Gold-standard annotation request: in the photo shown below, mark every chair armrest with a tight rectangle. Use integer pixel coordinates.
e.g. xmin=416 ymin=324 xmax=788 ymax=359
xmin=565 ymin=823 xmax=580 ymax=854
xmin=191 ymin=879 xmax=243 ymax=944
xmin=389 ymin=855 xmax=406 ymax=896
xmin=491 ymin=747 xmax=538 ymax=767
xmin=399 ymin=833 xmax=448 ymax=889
□ □ □
§ 목표:
위 기록의 모든 줄을 한 글자도 바꾸지 말고 그대로 다시 출력하세요.

§ 전체 답변:
Gold-standard annotation request: in the photo shown below, mark every chair armrest with a tight rectangle. Use integer pixel coordinates.
e.g. xmin=416 ymin=324 xmax=788 ymax=359
xmin=565 ymin=823 xmax=580 ymax=854
xmin=191 ymin=879 xmax=243 ymax=944
xmin=389 ymin=855 xmax=406 ymax=896
xmin=491 ymin=747 xmax=538 ymax=767
xmin=399 ymin=833 xmax=448 ymax=889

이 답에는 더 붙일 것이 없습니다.